◆ **設問**
**A)** 2020年のモバイル業界を振り返る本文によると、KDDIの高橋誠社長は9月25日の発表会でどんなテーマを掲げましたか。
**B)** 2020年のモバイル業界を振り返る本文の最後の文のあとから、続きを書き進めてください。

◆ **本文**
------------------------------------------------------------

名言で振り返る、2020年のモバイル業界 楽天モバイルから5G、料金値下げまで(2/4 ページ)
2020年のモバイル業界は「激動」と呼ぶにふさわしい1年でした。5Gの商用サービスや楽天モバイルの本格サービスが始まり、NTTによるドコモの完全子会社化や政府の強い要請による携帯料金値下げもありました。2020年を振り返る特別企画として、主要なトピックでキーパーソンが発した言葉を振り返っていきます。
5G関連:新型コロナで出ばなをくじかれるも、端末とエリアが着々と拡大
「少々焦りを感じている」(KDDI 高橋誠社長)
3キャリアとも3月に5Gの商用サービスを開始しましたが、その直後に新型コロナウイルス感染症が拡大し、5G契約や端末販売にブレーキがかかることに。高橋社長からも珍しくネガティブな発言が飛び出しましたが、コロナ禍はそれだけ想定外の事態だったことが分かります。
「晩秋から来年(2021年) にかけて5G祭りが始まる」(ソフトバンク 宮内謙社長)
日本の5Gは開始当初から出ばなをくじかれる形になりましたが、ソフトバンクの宮内謙社長は決して悲観視しておらず、iPhone 12シリーズやミッドレンジの5Gスマホで5Gの普及を加速させ、エリアについてもKDDIとインフラを共用したり、4G周波数を5Gに転用したりすることで拡大させます。このスタンスはKDDIも同様で、今はまさに5G祭りが始まりつつあるといえそうです。
「これからのスマートフォンは全て5G対応にする」
「みんなの5G」(KDDI 高橋誠社長)
9月25日の発表会で、これからauで取り扱うスマートフォンは全ての5G対応にすると高橋氏が明言しました。「Mi 10 Lite 5G」や「AQUOS sense5G」など、安価な5Gスマートフォンも登場したことから、5Gスマホだけでも幅広いユーザーをカバーできるようになりました。この時点でiPhone 12シリーズは未発表でしたが、これでiPhone 12シリーズも5G対応であることが確定的となりました。4GスマホについてはUQ mobileで取り扱うため、複数ブランドの強みを生かした格好です。
高橋氏は同日の発表会で「みんなの5G」というテーマを掲げ、5Gの恩恵は特定のユーザーだけではなく、誰でも得られるものという考えを示しました。auでは5G時代を見据えたサービスやバンドルプランを拡充させ、「コンテンツがネットワークを選ぶ時代になる」と同氏。データ使い放題のプランやネットワーク品質に自信を見せました。

------------------------------------------------------------

◆ **提供データ**
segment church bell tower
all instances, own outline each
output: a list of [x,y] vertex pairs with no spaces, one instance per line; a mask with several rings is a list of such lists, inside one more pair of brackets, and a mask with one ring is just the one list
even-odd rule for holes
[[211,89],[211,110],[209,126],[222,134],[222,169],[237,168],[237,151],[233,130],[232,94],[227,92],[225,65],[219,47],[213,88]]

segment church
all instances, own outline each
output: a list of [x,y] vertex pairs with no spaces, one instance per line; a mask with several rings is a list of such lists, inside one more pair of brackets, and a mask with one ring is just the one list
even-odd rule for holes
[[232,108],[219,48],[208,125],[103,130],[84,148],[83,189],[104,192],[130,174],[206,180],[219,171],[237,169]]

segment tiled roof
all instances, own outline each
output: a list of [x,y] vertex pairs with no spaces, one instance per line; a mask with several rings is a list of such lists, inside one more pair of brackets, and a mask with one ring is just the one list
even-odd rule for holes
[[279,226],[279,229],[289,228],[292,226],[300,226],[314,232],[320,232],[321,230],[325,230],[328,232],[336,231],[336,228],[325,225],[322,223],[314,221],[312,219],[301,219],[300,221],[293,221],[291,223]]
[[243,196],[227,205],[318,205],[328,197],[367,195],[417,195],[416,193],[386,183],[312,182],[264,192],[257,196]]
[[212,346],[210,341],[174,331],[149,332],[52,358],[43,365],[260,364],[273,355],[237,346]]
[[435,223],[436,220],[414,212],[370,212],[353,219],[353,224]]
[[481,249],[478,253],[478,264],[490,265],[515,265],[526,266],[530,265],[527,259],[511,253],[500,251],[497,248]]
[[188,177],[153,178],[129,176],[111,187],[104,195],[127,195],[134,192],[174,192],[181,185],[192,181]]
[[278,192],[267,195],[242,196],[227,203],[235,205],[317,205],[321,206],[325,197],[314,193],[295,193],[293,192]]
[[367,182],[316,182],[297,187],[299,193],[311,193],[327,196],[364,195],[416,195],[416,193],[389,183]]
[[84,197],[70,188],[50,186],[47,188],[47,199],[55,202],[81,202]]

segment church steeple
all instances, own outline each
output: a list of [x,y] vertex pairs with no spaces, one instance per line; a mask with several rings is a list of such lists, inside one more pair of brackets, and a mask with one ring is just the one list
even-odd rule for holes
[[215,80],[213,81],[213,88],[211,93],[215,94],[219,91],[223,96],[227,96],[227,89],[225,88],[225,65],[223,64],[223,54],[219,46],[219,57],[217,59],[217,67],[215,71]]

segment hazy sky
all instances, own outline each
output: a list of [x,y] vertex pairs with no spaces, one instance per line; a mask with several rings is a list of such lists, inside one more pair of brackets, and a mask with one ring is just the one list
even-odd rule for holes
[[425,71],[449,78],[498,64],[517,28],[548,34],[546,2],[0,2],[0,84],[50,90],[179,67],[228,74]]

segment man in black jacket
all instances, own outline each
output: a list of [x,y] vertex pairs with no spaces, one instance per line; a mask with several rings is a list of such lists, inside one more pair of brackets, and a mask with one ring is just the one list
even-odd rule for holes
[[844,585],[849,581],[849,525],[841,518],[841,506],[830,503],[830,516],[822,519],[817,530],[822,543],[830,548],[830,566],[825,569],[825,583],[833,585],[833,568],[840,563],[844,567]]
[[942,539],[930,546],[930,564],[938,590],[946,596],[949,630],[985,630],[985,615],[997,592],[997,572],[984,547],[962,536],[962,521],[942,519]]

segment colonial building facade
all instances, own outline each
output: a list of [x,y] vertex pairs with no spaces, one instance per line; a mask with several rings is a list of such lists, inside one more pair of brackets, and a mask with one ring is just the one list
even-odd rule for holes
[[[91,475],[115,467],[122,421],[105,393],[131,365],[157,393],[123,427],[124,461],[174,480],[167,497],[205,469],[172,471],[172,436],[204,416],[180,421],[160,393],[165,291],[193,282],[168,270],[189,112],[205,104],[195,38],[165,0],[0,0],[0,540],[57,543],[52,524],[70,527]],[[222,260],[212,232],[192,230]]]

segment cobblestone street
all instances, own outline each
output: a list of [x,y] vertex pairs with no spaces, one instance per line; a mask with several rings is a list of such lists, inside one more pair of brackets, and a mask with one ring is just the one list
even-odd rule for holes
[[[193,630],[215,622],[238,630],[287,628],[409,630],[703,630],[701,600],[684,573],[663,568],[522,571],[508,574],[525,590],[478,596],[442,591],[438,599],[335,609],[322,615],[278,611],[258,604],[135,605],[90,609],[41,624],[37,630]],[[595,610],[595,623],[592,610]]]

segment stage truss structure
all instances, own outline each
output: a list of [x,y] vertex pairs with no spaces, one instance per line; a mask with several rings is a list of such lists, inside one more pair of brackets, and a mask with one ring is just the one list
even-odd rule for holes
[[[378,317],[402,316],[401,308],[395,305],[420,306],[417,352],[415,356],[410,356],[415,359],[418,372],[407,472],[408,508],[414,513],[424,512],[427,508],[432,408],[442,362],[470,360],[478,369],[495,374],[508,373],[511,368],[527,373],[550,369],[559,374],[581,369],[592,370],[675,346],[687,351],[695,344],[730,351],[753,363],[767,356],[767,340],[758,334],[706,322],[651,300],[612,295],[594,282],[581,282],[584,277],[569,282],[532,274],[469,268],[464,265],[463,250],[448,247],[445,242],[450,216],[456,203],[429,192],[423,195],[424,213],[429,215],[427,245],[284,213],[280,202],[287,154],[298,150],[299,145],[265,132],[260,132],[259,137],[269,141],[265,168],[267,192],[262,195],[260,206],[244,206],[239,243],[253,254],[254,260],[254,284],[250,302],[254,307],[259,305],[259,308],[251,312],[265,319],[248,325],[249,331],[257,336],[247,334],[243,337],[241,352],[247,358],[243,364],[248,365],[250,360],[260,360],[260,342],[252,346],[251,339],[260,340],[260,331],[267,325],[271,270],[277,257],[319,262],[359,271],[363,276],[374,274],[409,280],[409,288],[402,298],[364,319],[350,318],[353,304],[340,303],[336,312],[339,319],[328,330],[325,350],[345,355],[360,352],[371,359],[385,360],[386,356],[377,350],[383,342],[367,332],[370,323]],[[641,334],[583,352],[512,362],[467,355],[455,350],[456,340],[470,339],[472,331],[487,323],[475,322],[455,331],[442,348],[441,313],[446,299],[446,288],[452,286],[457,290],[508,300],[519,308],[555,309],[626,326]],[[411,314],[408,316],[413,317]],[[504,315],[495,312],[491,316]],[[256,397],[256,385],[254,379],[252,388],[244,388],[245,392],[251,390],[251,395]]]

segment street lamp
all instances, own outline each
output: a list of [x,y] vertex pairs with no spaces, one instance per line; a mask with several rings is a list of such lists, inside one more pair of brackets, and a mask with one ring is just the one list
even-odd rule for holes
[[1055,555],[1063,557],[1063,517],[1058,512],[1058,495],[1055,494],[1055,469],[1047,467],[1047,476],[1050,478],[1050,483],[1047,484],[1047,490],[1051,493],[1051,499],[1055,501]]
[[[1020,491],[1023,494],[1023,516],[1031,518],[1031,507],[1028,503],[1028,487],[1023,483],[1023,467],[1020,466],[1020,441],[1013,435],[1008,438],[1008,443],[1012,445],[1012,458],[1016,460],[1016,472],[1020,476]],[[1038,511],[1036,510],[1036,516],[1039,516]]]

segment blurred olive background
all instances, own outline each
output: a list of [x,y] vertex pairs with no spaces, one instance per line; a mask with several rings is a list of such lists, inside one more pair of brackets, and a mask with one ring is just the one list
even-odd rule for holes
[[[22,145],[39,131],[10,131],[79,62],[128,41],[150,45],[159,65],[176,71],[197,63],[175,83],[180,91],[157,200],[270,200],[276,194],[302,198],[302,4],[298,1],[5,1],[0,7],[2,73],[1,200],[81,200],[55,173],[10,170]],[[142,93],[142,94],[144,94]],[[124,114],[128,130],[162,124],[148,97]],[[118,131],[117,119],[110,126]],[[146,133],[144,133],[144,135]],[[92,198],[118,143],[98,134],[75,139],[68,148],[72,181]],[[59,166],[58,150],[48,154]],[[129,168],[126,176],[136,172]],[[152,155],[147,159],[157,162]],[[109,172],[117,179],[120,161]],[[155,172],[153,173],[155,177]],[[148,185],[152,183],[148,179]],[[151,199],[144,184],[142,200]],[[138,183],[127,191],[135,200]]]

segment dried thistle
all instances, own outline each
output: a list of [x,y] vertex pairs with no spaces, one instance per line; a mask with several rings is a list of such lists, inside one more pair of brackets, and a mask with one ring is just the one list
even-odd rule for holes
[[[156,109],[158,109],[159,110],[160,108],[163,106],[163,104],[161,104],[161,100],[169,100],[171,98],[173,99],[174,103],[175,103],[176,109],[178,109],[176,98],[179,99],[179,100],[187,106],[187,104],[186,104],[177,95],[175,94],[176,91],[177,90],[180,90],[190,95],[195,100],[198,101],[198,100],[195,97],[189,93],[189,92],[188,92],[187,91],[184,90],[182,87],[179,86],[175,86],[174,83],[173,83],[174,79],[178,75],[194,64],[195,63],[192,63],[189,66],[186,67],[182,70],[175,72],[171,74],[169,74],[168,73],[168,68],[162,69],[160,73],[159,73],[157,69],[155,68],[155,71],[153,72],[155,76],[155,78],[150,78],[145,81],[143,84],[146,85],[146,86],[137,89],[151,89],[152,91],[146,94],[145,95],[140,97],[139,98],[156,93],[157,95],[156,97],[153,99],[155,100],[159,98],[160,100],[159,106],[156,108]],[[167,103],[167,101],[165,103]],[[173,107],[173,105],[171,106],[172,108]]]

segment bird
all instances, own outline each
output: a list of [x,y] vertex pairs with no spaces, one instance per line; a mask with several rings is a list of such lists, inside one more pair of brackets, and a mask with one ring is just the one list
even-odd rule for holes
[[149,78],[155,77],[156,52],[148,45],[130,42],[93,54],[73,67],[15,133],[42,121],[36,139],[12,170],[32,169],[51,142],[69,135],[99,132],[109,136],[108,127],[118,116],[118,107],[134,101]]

------------------------------------------------------------

◆ **各回答**
**A)** 「みんなの5G」というテーマです。

**B)**
「5Gで速度が変わらないのは優良誤認の恐れがある」(NTTドコモ ネットワーク部 技術企画担当部長 中南直樹氏)
KDDIとソフトバンクは4Gの周波数を5Gに転用することで、5Gエリアを拡大していく考え。ドコモも2021年度後半に4G周波数の転用を始める予定ですが、あくまで5Gの新周波数をメインに展開する考えを示しています。5Gで通信しているとはいえ、実際の速度が4Gと大差なければ優良誤認の恐れがあるためです。
この考えは至極まっとうだと思いますが、新周波数にこだわると、アンテナピクトに5Gが表示される頻度や、5Gの人口カバー率では不利になってしまいます。実際、KDDIとソフトバンクは2022年3月までに5Gの人口カバー率90%達成見込みとしていますが、ドコモの5G人口カバー率は同時期で55%です。ドコモのカバー率は新周波数のみなのでここまでの差が出ていますが、4G周波数をどこまで使うのか、ユーザーにどう訴求するのかが重要といえます。
「なんちゃって5G」と「瞬速5G」
4G周波数の5G転用は、実際の速度は4Gと大差ないことから「なんちゃって5G」とやゆされることがあります。そんな状況を逆手に取ってか、新周波数メインで5Gサービスを展開するドコモは「瞬速5G」というコンセプトを打ち出しています。5Gで通信をすることで4Gの転用でも遅延の短縮は見込めますが、体感でどれほどの差があるのかは気になるところ。KDDIは12月17日に東名阪エリアの主要都市で3.5GHz帯の5G通信サービスを開始しましたが、果たして。
「5Gのノーマル化」(シャープ パーソナル通信事業部 事業部長 小林繁氏)
これはKDDIが掲げる「みんなの5G」に通じる部分があります。5Gスマートフォンは、サービス開始当初はハイエンドモデルが中心でしたが、Snapdragon 765GやSnapdragon 690など、ミッドレンジの5G対応プロセッサが搭載されたことで、ミッドレンジの5Gスマートフォンも徐々に増えてきました。シャープも2020年後半に「AQUOS zero5G basic」と「AQUOS sense5G」を発表。端末値引きが制限された市場環境にもマッチし、5G普及の足掛かりになりそうです。